[RECORDS TO USE Boundary: Start]
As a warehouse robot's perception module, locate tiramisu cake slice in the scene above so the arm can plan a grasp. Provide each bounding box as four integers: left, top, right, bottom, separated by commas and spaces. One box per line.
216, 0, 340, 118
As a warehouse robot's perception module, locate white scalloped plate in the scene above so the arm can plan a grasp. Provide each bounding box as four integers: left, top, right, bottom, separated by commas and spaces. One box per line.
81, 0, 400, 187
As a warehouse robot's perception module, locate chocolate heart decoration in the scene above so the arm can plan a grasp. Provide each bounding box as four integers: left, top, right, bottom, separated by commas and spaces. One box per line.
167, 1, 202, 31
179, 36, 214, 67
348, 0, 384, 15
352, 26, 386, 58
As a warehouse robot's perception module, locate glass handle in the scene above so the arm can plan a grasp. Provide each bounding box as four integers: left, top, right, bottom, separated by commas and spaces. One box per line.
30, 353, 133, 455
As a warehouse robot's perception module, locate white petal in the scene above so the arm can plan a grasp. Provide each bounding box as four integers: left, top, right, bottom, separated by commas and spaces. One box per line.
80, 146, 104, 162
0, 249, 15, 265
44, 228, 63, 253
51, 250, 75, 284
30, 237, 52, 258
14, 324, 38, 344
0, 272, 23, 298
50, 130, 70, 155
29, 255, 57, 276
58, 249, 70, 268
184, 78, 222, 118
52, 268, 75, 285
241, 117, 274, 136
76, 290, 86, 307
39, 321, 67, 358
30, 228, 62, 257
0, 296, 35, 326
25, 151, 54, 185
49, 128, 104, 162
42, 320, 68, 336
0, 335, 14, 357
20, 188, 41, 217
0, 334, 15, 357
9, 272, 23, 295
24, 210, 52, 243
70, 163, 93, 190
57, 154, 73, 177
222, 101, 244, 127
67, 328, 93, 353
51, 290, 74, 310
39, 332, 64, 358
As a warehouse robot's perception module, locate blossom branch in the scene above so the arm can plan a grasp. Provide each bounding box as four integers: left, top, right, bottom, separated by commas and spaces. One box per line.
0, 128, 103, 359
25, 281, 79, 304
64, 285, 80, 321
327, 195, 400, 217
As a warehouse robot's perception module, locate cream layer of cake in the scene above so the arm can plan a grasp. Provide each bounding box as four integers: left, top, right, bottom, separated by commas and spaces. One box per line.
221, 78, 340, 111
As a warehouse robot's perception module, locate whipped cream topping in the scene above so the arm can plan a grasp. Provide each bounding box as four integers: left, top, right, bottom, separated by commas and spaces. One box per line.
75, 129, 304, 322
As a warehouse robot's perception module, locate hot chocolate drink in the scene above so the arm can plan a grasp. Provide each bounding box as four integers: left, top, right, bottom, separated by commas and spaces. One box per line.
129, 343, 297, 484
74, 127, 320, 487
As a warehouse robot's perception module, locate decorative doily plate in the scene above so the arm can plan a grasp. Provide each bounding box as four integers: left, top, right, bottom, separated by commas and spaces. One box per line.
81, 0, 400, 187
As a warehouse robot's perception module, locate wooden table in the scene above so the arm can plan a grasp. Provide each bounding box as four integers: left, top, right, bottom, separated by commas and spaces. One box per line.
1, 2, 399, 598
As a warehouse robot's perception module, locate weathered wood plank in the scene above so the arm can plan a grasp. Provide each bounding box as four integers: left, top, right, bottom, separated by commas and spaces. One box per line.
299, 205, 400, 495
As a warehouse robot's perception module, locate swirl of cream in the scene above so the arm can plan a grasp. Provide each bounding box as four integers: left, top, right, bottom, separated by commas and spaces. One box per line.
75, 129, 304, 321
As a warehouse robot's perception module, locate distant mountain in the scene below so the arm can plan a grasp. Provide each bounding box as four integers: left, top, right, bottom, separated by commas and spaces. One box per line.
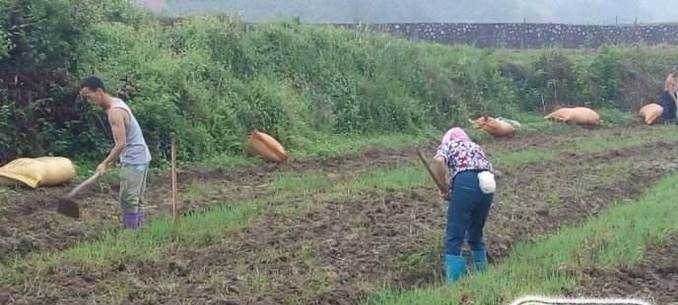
[RECORDS TO USE Boundary: End]
INSTRUCTIONS FOR THE TASK -> An exact copy of all the records is required, with the pictures omitted.

TASK SOLUTION ->
As a warehouse robot's perception module, locate tiramisu cake slice in the scene above so the arm can plan a grasp. Provide each bounding box as four integers: left, top, right, bottom, separated by commas and spaces. One box per line.
216, 0, 340, 118
As a warehouse robot's perception module, locate white scalloped plate in the scene above so the arm can plan a grasp. Provide each bounding box as four integers: left, top, right, bottom, separated by commas and spaces. One box per line.
81, 0, 400, 187
As a warehouse robot's perception module, locate chocolate heart decoration in the scene above so the arm can plan a grasp. Provide each bounding box as four integers: left, top, right, bottom, separated by commas and spaces. One box per line.
167, 1, 202, 31
179, 36, 214, 67
348, 0, 384, 15
352, 26, 386, 58
As a warehouse robot's perception module, locate glass handle in the scene above so the arm can plan a grasp. Provide each bounding box as four integers: left, top, right, bottom, separated by commas and spaces. One box per line.
30, 353, 133, 455
As a warehouse robot's perception module, locate white petal in the scene above so the arm can plan a grasp. Provide each bounding box as four integers: left, top, right, bottom, separated by commas and spaces. One box per line.
80, 146, 104, 162
0, 249, 15, 265
44, 228, 63, 253
51, 250, 75, 284
30, 237, 52, 258
14, 324, 38, 344
0, 272, 23, 298
50, 130, 70, 155
29, 255, 57, 276
58, 249, 70, 268
184, 78, 222, 118
52, 268, 75, 285
241, 117, 274, 136
76, 290, 86, 307
39, 321, 67, 358
30, 228, 62, 257
0, 296, 35, 326
25, 151, 54, 185
49, 128, 104, 162
42, 320, 68, 336
0, 335, 14, 357
20, 188, 41, 217
0, 334, 15, 357
9, 272, 23, 295
24, 210, 52, 243
70, 163, 93, 190
57, 154, 73, 177
222, 101, 244, 127
67, 328, 93, 353
51, 290, 74, 310
39, 332, 64, 358
As a warehouse robot's perception module, locate blossom branch in the scene above so the arm can plan a grasp. Provide each bounding box as four integers: left, top, right, bottom, separated by commas and spaces. One box per line.
0, 128, 103, 359
25, 281, 79, 304
64, 285, 80, 321
327, 195, 400, 217
As a warehouse robot's perception module, locate cream layer of cake in the scene above so the arm can plan a grasp. Provide each bounding box as four integers: left, top, right, bottom, separated by commas and spaces. One box per line.
221, 78, 340, 111
As a warehouse robot's perception module, locate whipped cream topping in the scene above so the arm can plan a grasp. Provide each bounding box as four integers: left, top, right, bottom, separated by commas and spaces. One box per line.
75, 129, 304, 322
As a warehouse robot's perception module, locate hot chocolate drink in the scene above so the arm can plan a grasp. Provide each bounding box as four integers: left, top, right, bottom, separated by commas and spaces. One box per line.
129, 343, 297, 484
74, 127, 320, 487
As a warehouse robot's perception module, locate decorative doily plate in the scene above so the arm can plan a grasp. Provide each bounding box as four integers: left, top, right, bottom, separated by commas and spaces. One box per line.
81, 0, 400, 187
As a warehouse robot's perception module, locate wooden table in the scene above so the arm can plan a grasp. Provide each bounding box as four integers: left, top, right, bottom, separated by commas and spaces. One box per line.
1, 2, 399, 598
As a warehouse robot's perception module, locate weathered wood plank in the scene above so the arm can plan a grasp. Provide each bounding box as four integers: left, top, right, bottom, separated by commas and spaces. One box per line.
299, 205, 400, 495
As a warehouse robot's perception module, locate swirl of cream in the scene above so the arm can plan a grasp. Provide each bounding box as four integers: left, top, right, bottom, separated by commas and spaces. One box per line.
75, 129, 304, 321
As a warehouse robot's perception module, locate distant mountain in the scene below so the arm can plan a grasp. Provide each bounding box as four integers: left, top, right, bottom, separated by commas and spaces. One box per line.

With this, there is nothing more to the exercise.